Task directions
Print out the entries below with no edits.

(Collected data entries)
------------------------------------
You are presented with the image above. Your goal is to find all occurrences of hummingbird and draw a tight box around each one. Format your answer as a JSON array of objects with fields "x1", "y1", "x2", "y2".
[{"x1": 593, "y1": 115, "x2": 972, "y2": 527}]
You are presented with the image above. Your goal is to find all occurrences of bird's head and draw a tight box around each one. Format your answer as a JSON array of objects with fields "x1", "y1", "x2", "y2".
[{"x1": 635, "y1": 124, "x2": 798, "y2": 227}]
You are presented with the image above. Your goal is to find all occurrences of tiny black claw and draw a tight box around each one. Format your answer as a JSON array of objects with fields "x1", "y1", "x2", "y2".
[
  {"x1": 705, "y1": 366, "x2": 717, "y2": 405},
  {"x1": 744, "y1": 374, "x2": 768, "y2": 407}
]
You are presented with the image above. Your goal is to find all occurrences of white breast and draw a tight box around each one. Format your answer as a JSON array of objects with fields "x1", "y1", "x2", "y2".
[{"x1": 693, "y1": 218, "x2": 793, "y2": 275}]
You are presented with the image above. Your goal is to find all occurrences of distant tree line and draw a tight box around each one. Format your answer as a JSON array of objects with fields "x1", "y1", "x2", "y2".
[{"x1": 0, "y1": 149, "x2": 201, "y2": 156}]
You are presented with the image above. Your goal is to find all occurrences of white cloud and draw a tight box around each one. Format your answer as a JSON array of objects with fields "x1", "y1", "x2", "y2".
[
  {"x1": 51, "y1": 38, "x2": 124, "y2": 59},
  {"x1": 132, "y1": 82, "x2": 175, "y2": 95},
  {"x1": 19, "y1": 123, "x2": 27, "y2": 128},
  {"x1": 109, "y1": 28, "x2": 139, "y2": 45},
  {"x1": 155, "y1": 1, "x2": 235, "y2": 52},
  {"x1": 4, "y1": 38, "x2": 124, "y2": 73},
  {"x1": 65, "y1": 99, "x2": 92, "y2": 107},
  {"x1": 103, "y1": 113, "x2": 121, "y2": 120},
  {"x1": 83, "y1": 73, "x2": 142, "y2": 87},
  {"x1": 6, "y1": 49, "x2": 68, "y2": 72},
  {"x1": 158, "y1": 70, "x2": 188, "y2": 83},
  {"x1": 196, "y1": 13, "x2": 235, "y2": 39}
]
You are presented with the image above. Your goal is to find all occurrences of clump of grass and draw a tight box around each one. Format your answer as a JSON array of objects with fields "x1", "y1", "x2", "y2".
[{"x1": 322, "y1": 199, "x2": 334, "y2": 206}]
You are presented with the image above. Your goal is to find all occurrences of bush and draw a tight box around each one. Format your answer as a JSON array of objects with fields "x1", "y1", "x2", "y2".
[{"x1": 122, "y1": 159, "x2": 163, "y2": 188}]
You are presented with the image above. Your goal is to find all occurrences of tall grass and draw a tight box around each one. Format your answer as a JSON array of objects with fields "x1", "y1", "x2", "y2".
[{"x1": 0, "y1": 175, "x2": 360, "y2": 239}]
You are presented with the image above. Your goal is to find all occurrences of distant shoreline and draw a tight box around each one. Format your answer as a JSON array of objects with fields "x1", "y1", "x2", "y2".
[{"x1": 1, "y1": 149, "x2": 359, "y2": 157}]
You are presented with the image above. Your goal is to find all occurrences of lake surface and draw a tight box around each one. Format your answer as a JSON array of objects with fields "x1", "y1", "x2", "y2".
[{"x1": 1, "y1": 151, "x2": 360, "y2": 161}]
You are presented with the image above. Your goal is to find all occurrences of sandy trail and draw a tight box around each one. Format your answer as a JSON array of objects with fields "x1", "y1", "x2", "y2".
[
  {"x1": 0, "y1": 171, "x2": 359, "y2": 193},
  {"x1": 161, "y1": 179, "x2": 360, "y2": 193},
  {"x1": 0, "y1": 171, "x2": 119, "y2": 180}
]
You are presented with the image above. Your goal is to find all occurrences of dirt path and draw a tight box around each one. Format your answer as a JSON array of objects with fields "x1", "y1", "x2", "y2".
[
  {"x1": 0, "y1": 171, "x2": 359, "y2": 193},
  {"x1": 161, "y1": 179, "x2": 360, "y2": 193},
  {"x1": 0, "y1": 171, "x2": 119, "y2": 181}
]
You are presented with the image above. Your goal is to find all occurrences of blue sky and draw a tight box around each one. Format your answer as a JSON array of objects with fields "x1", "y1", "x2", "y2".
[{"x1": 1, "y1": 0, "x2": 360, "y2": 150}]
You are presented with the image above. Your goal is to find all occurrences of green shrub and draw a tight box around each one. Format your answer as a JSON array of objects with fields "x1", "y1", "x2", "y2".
------------------------------------
Exercise response
You are presented with the image above. Your goal is to find all occurrences of hummingbird and draw a tight box around each one. Format your answer as a JSON array of objects with fields "x1", "y1", "x2", "y2".
[{"x1": 593, "y1": 115, "x2": 972, "y2": 527}]
You are presented with the image above. Your goal is to find all occurrences of bird's head and draw a tight box around each one. Format your answer as a JSON array of objects with fields "x1", "y1", "x2", "y2".
[{"x1": 635, "y1": 124, "x2": 798, "y2": 227}]
You are presented with the image above. Your goal is to find all occurrences of tiny black claw and draw a tight box around each one. Format your answer as a JSON array of objects with fields "x1", "y1", "x2", "y2".
[
  {"x1": 705, "y1": 366, "x2": 717, "y2": 405},
  {"x1": 744, "y1": 374, "x2": 768, "y2": 407}
]
You are presented with the image above. Your goal is to find all occurrences of white breast and draw a tight box around each one. Format your answer as a JSON array of objects with fields "x1", "y1", "x2", "y2".
[{"x1": 693, "y1": 218, "x2": 793, "y2": 275}]
You are presented with the image above. Your goal is to find all occurrences of distant tree line and draw a tight box around each one. Format your answer as a JSON array of objects with fields "x1", "y1", "x2", "y2".
[{"x1": 0, "y1": 149, "x2": 201, "y2": 156}]
You are presented with the image above. Your goal is to find all occurrences of white cloud and draw a tight box around each one. Format your answer as a JSON array of objects with fields "x1", "y1", "x2", "y2".
[
  {"x1": 51, "y1": 38, "x2": 124, "y2": 59},
  {"x1": 132, "y1": 82, "x2": 175, "y2": 95},
  {"x1": 19, "y1": 123, "x2": 27, "y2": 128},
  {"x1": 109, "y1": 28, "x2": 139, "y2": 45},
  {"x1": 155, "y1": 1, "x2": 235, "y2": 52},
  {"x1": 4, "y1": 38, "x2": 124, "y2": 73},
  {"x1": 65, "y1": 99, "x2": 92, "y2": 107},
  {"x1": 103, "y1": 113, "x2": 121, "y2": 120},
  {"x1": 83, "y1": 73, "x2": 142, "y2": 87},
  {"x1": 6, "y1": 49, "x2": 68, "y2": 72},
  {"x1": 158, "y1": 70, "x2": 188, "y2": 83},
  {"x1": 196, "y1": 13, "x2": 235, "y2": 39}
]
You are presented with the image above. Your goal is to find all occurrences of clump of grass and draw a tight box around each one. Format your answer as a JSON array of objects with fields "x1", "y1", "x2", "y2".
[{"x1": 322, "y1": 199, "x2": 334, "y2": 206}]
You are presented with the image above. Your goal is to find all occurrences of bush and draw a tight box around each one. Format your answer as a JSON array of objects with fields "x1", "y1", "x2", "y2".
[{"x1": 122, "y1": 159, "x2": 163, "y2": 188}]
You are presented with the image above. Your goal is to find all occurrences of tall grass and draw a tight box around each one. Format your answer as a JSON array of objects with fields "x1", "y1", "x2", "y2".
[{"x1": 0, "y1": 175, "x2": 360, "y2": 239}]
You are presented with the image above. Your goal is to find all occurrences of distant shoreline and draw a tight box around each one. Format your answer as a JSON array of objects with fields "x1", "y1", "x2", "y2".
[{"x1": 1, "y1": 149, "x2": 359, "y2": 157}]
You are presented with the image above. Your goal is to find all occurrences of lake surface and draw a tight box around each one. Format your answer as a JSON array of objects with fields "x1", "y1", "x2", "y2".
[{"x1": 1, "y1": 151, "x2": 360, "y2": 161}]
You are presented with the image above. Your goal is to find all occurrences of sandy trail and draw a tight box around each one. Format your answer as a JSON array of objects with fields "x1", "y1", "x2", "y2".
[
  {"x1": 0, "y1": 171, "x2": 359, "y2": 193},
  {"x1": 161, "y1": 179, "x2": 360, "y2": 193},
  {"x1": 0, "y1": 171, "x2": 119, "y2": 180}
]
You are presented with the image above. Your goal is to find all occurrences of dirt path and draw a tight box around each one. Format your answer as a JSON array of objects with fields "x1", "y1", "x2", "y2".
[
  {"x1": 0, "y1": 171, "x2": 359, "y2": 193},
  {"x1": 161, "y1": 179, "x2": 360, "y2": 193},
  {"x1": 0, "y1": 171, "x2": 119, "y2": 181}
]
You are presented with the image above. Your goal is to find all occurrences of blue sky and draw a tight box around each one. Format your answer as a JSON array of objects with fields "x1", "y1", "x2", "y2".
[{"x1": 1, "y1": 0, "x2": 360, "y2": 150}]
You are presented with the image above. Your goal is to find all occurrences of green shrub and draw a tight box around each one. Format your answer as a JSON array of objects with fields "x1", "y1", "x2", "y2".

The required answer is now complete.